YOUR OBJECTIVE: Output every row below verbatim, omitting the pictures.

-- BEGIN DATA EXCERPTS --

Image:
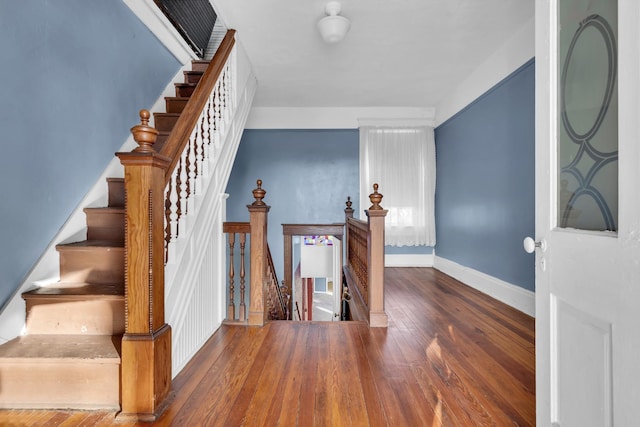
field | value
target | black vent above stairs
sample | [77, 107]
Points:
[194, 20]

-- END DATA EXCERPTS --

RESULT FOR THIS EXERCISE:
Image:
field | value
target | black vent above stairs
sample | [77, 107]
Points:
[194, 20]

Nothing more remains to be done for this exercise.